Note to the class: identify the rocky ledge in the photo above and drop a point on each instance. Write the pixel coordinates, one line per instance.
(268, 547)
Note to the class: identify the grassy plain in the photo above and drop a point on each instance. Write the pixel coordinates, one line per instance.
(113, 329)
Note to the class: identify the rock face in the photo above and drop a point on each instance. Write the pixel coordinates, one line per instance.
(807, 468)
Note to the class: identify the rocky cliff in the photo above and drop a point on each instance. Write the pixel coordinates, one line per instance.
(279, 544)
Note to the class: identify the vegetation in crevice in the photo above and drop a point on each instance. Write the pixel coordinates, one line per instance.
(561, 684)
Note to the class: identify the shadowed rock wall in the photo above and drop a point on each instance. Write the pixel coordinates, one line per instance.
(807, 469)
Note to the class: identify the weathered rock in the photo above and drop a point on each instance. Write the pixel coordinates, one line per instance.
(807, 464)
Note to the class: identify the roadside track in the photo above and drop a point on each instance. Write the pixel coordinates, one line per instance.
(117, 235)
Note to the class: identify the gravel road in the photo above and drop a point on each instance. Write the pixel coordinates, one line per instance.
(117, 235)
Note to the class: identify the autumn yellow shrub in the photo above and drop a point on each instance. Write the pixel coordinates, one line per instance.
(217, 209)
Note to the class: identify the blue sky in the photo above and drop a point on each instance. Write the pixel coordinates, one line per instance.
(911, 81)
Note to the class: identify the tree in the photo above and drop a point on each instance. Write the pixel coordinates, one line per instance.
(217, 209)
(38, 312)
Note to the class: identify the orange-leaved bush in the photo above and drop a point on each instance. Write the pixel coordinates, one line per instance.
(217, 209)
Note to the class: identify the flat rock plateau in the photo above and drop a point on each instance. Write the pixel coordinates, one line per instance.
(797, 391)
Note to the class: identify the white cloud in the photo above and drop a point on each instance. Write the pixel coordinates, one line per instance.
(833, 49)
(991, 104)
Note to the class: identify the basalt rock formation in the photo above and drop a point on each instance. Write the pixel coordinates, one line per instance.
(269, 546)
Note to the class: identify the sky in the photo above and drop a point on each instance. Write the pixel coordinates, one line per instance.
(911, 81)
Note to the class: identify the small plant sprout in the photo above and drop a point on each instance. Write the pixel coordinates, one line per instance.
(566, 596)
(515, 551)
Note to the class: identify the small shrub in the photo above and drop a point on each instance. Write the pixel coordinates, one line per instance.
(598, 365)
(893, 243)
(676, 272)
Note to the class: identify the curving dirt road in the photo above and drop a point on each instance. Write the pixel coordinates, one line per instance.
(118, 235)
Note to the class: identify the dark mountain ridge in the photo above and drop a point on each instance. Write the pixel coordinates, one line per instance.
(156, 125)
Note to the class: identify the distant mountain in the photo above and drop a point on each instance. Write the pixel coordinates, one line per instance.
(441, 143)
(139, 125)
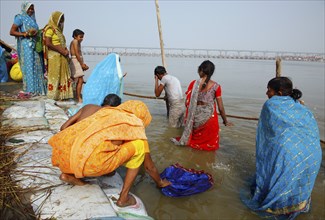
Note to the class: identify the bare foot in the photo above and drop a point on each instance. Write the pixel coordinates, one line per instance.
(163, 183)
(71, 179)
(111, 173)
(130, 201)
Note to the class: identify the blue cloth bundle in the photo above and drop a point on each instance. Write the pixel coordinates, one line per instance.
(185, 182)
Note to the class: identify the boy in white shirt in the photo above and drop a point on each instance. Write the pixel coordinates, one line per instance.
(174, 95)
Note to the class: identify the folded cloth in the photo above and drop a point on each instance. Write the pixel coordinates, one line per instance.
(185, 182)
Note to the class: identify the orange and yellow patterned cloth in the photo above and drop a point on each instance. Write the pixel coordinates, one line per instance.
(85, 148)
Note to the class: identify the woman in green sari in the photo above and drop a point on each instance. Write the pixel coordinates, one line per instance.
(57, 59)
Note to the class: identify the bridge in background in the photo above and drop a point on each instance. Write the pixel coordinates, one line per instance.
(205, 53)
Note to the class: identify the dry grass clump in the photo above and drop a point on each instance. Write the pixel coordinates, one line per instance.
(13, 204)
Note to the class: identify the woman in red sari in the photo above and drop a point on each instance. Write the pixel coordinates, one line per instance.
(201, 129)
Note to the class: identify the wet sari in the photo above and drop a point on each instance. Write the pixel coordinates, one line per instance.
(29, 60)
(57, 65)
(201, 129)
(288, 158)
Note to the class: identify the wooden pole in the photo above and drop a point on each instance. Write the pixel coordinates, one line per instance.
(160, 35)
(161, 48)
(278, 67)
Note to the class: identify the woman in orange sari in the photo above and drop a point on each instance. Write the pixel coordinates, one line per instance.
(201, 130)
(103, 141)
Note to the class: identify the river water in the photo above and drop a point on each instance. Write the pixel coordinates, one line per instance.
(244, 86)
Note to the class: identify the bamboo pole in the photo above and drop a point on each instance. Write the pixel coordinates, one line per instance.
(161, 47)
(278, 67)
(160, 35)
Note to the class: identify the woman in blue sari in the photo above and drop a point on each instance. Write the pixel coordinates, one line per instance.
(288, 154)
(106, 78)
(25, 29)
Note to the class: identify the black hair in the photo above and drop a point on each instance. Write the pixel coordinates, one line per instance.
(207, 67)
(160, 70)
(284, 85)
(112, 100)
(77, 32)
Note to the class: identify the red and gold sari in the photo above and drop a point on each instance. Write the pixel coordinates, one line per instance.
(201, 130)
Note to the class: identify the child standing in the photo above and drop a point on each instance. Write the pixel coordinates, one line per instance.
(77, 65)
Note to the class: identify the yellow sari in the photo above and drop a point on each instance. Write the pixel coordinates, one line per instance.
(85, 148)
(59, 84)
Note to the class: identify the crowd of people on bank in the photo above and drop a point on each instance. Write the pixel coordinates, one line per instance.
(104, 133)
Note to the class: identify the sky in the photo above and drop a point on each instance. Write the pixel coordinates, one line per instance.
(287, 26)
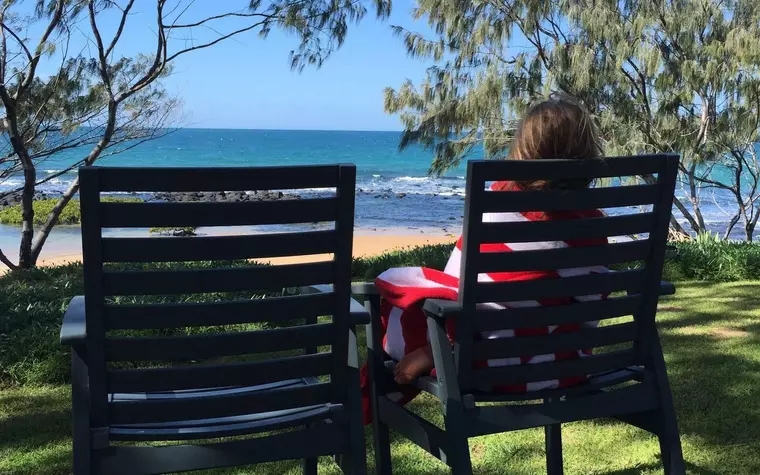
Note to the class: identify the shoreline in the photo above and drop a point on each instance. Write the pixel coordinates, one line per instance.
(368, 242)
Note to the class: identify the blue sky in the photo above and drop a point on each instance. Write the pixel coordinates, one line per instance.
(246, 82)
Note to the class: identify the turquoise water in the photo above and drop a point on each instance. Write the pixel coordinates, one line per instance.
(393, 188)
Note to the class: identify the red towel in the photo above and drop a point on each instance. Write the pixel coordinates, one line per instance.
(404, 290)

==

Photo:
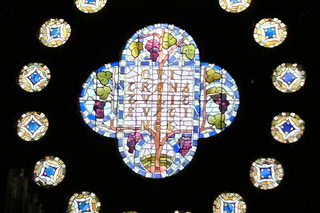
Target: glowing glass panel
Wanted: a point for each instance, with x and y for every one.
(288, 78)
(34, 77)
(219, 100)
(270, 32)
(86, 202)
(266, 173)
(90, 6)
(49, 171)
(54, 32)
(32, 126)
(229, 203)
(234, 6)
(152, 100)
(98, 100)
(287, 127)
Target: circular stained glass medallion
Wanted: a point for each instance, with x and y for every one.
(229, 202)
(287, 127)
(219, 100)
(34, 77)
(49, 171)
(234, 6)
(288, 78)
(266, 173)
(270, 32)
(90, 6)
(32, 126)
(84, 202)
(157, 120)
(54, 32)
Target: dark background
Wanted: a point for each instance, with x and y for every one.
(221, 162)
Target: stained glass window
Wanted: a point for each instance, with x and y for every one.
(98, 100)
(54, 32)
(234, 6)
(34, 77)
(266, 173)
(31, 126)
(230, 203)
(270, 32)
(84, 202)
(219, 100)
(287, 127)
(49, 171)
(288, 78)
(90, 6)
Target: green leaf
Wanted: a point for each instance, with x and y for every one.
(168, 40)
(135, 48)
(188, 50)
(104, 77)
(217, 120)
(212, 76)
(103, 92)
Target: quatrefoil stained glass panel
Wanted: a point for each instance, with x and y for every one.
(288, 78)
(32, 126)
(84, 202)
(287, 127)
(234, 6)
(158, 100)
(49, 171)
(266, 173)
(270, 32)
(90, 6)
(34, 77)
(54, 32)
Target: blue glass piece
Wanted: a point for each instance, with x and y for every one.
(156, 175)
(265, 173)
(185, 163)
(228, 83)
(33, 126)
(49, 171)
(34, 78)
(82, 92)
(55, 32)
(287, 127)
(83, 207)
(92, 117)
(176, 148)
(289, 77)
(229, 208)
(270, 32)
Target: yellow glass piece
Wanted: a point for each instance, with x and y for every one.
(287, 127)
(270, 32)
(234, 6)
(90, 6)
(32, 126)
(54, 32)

→ TASK PROMPT
When a line contains the string "piece", copy it from the records.

→ RESPONSE TO THIS EXERCISE
Target: blue glass piece
Target: yellow glass piece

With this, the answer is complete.